▶ Provided passage
So here we come to summary once again…Scott encouraged me to make a summary & I wouldn’t want to leave you dear friends in the lurch, forced to stomach another sad retelling of what you’ve already heard (the sand mites, the cockleshells, the proscenium & opera, the piano bench overflowing with paper scraps). All of it is true & all of it is hyperbole. We’re grown ups here, let’s do our own sorting!

Boston to Brooklyn, with some stops in between. A lot of late-night drives through the woods & ice to where the late black feline Hank (god rest his soul) called home. Blind Bandjo Djim & I crammed a piano into a Grandmother’s den, after rescuing it from the sadly indifferent clutches of Kimball’s By the Sea. Together we taped each song like it was its own miniature story, scrapping them together in the evening hours amongst the wild turkeys & deer, the sparrows in the tree branches occasionally singing along. We stopped whenever Hank said so, drank salty plum drinks and watched Hank play with my beloved red hat (which also, god rest its soul, was lost on the E line somewhere around Northeastern University and never heard from again). The sessions ended in the spring, some time around when the ground begins to thaw & squishes underfoot instead of thumping/crunching. We put them away. During those months, the songs had become our mittens. We didn’t need them anymore; we had begun to feel warm again.

▶ Task description
Rewrite the stretch from "So here we come" through "our own sorting!" in the passage about the piano sessions, substituting "recap" for "summary". Use only the passage about the piano sessions.

▶ Given records
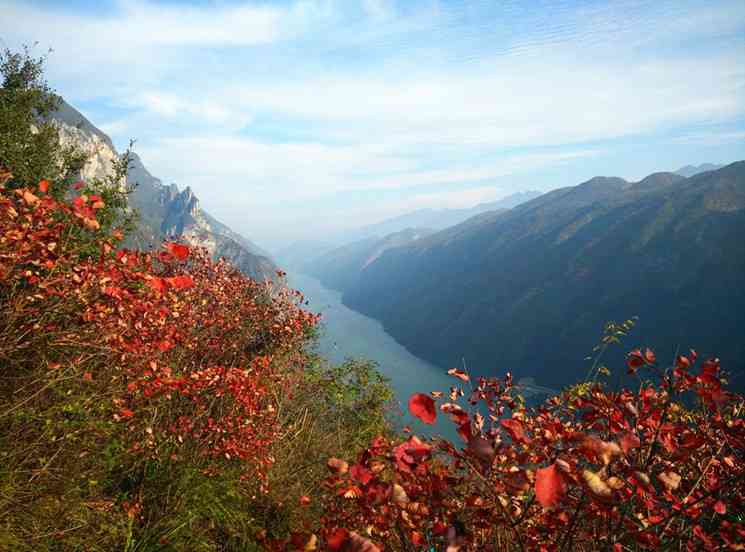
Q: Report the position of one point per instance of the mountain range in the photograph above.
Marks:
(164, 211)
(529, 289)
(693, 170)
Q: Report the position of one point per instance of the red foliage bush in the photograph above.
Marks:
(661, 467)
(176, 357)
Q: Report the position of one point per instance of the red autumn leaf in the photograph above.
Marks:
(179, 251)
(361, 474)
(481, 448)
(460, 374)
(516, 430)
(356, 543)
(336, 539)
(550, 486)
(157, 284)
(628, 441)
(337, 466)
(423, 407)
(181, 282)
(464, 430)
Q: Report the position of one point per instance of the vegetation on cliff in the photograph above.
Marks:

▶ Exercise output
So here we come to recap once again…Scott encouraged me to make a recap & I wouldn’t want to leave you dear friends in the lurch, forced to stomach another sad retelling of what you’ve already heard (the sand mites, the cockleshells, the proscenium & opera, the piano bench overflowing with paper scraps). All of it is true & all of it is hyperbole. We’re grown ups here, let’s do our own sorting!